• Raw records:
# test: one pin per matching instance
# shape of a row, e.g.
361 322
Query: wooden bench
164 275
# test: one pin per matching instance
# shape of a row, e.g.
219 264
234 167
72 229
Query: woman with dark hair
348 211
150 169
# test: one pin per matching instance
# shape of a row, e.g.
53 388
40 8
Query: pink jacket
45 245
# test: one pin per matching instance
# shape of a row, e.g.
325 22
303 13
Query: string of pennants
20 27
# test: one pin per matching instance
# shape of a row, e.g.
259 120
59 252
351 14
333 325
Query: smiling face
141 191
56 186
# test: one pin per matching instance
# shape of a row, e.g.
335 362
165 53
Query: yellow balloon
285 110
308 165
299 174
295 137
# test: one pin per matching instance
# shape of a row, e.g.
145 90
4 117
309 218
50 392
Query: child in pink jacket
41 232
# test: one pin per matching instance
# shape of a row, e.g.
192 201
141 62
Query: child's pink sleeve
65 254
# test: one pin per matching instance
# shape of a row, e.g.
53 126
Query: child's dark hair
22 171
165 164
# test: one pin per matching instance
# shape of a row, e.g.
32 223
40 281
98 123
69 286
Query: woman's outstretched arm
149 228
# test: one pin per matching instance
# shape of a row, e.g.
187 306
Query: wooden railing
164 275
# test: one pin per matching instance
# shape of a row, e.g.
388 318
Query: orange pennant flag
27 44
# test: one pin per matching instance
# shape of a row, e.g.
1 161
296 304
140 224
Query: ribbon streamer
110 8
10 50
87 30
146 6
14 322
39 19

• Short exercise: Transcribe the material above word for word.

• Result of the task:
# test: one pin per matching instance
# shape of a row, e.g.
361 322
Query: wooden bench
164 275
# test: one pin per matching instance
# shape of a row, e.g.
219 264
234 167
72 229
Query: woman with dark hair
348 211
150 169
# test: one pin per matching instance
# shape of a row, e.g.
53 388
40 8
Query: pink jacket
45 245
# test: one pin per matching instance
# shape of a row, e.g.
325 22
303 13
Query: string of pennants
20 27
# test: one pin per matching instance
# shape of a row, e.g.
259 120
59 252
351 14
333 325
Query: smiling face
141 191
56 186
# test: one pin per matching instance
# shape of a row, e.g.
335 362
165 53
Query: yellow balloon
285 110
308 165
299 174
295 137
# test: one pin per matching instance
# shape of a row, e.g.
145 90
4 117
309 218
50 392
Query: child in pink jacket
41 232
# test: one pin per matching instance
# shape of a row, e.g.
192 201
141 62
Query: child's pink sleeve
65 254
# test: one pin per matching instance
# shape of a row, e.g.
53 126
Query: child's dark hair
22 171
165 164
# test: one pin per matching instance
# shape of a row, e.g.
32 223
40 281
98 123
69 286
Query: woman's outstretched arm
149 228
# test: one pin per matching instance
# shape of a row, e.g.
187 306
Query: wooden railing
164 275
# test: one pin per matching instance
# shape of a row, e.g.
388 318
Query: orange pennant flag
27 44
# test: one pin per matching instance
# shape of a row, e.g.
1 161
296 304
140 224
Query: ribbon streamer
110 8
10 50
87 30
146 6
14 322
39 19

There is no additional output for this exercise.